Cue birds singing, the sound of fresh coffee bubbling in the percolator, smartly dressed waitresses bustling here and there to tend to your every need; the perfect hotel breakfast. Then suddenly like the screech of bike brakes in a peloton pile-up I awake. Cue the sound of the nearby autoroute, truck engines starting and alarm clocks beeping. Welcome to a Formule 1 Hotel and the glamorous life of a Tour de France journalist. Well, what did you expect for 30 euros a night for two people? But we’re not on vacation – we’re on Le Tour, baby!


Date With Destiny
I must say though, life isn’t all that bad. Yesterday I took delivery of a brand new Look 595, “not the bike that Thor Hushovd is riding?” I here you cry; yes, the very same. En Route to our date with TdF destiny we stopped by Nevers, the home of the Look bicycle factory to try out their latest carbon creation and get the inside line on what it takes to put together a Tour stage winning velocipede. Stay tuned for the full Pez report on that adventure after the festivities have wrapped up en France.


Just look at the raw glee on James’ face as he prepares to ride the all new, 2007 Look 595 for the rest of the Tour. Tune in each day for our ongoing review of Thor Hushovd’s bike-o-choice.


Sites And Smells Of The TdF
So what is in store for you dear reader over the next week and a half? I fully intend to spend most of it riding some of the most interesting features of the coming stages, giving you the low-down on what it takes to ride these monuments as a slightly out of shape former elite amateur racer and bring you the inside scoop on the Tour gossip. Plus of course some culinary tid-bits and a literary account of the sites and smells of the world’s greatest bike race. If you’re stuck in an office cubicle somewhere skiving off work to read this rant… unlucky. At least you can live the experience of watching la Grande bouclй vicariously, through the one and only PezCyclingNews!

# [What the exercise asks]
Please return, word for word, the portion of the Tour de France piece that begins at the words "Sites And Smells Of The TdF" and stops after "and only PezCyclingNews!".

# [Information shown]
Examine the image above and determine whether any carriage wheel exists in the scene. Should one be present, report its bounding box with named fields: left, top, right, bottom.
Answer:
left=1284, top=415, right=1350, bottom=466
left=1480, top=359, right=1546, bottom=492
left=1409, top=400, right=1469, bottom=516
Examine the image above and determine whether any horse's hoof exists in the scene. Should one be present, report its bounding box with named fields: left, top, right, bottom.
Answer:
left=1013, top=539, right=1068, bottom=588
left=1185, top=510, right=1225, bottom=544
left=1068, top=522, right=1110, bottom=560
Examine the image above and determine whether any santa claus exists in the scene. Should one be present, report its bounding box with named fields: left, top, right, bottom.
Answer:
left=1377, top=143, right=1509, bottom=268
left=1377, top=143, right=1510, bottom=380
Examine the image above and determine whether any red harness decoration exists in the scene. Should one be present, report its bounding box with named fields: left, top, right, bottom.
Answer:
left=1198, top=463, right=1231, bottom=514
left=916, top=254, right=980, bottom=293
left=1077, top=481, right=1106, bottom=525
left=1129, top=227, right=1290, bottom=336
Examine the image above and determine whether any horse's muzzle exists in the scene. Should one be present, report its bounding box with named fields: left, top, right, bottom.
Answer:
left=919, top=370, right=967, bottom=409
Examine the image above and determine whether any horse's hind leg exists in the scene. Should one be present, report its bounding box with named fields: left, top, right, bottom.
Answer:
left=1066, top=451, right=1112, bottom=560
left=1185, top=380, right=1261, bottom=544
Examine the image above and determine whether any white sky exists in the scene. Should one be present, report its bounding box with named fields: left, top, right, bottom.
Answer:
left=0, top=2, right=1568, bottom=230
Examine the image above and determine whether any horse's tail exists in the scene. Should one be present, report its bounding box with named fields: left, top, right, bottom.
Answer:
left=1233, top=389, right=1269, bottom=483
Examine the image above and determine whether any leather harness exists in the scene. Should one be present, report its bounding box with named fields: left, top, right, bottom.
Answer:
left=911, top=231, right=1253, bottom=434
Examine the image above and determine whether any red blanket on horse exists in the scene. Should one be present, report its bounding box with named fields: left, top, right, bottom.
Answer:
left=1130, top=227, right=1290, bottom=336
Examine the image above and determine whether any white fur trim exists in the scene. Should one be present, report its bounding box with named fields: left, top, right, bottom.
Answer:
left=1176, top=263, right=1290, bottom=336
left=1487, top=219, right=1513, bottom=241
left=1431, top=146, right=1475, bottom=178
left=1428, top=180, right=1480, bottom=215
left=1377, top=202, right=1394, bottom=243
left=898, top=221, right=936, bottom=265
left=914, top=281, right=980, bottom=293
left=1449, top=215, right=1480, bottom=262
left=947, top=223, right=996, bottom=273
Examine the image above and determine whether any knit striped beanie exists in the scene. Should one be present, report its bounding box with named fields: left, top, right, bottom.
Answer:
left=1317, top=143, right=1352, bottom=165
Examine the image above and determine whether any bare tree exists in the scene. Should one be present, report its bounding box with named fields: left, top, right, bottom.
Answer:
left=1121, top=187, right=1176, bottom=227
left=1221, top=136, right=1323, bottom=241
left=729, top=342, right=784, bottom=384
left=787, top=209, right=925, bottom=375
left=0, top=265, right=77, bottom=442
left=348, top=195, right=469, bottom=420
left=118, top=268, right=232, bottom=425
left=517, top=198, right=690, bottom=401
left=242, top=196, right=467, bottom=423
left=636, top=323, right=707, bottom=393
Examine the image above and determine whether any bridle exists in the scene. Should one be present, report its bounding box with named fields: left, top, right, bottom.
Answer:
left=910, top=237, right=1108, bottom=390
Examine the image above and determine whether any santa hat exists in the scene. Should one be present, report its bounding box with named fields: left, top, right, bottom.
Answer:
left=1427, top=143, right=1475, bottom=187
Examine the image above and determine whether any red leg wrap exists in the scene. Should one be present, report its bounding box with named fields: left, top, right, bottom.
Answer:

# [The reply]
Sites And Smells Of The TdF
So what is in store for you dear reader over the next week and a half? I fully intend to spend most of it riding some of the most interesting features of the coming stages, giving you the low-down on what it takes to ride these monuments as a slightly out of shape former elite amateur racer and bring you the inside scoop on the Tour gossip. Plus of course some culinary tid-bits and a literary account of the sites and smells of the world’s greatest bike race. If you’re stuck in an office cubicle somewhere skiving off work to read this rant… unlucky. At least you can live the experience of watching la Grande bouclй vicariously, through the one and only PezCyclingNews!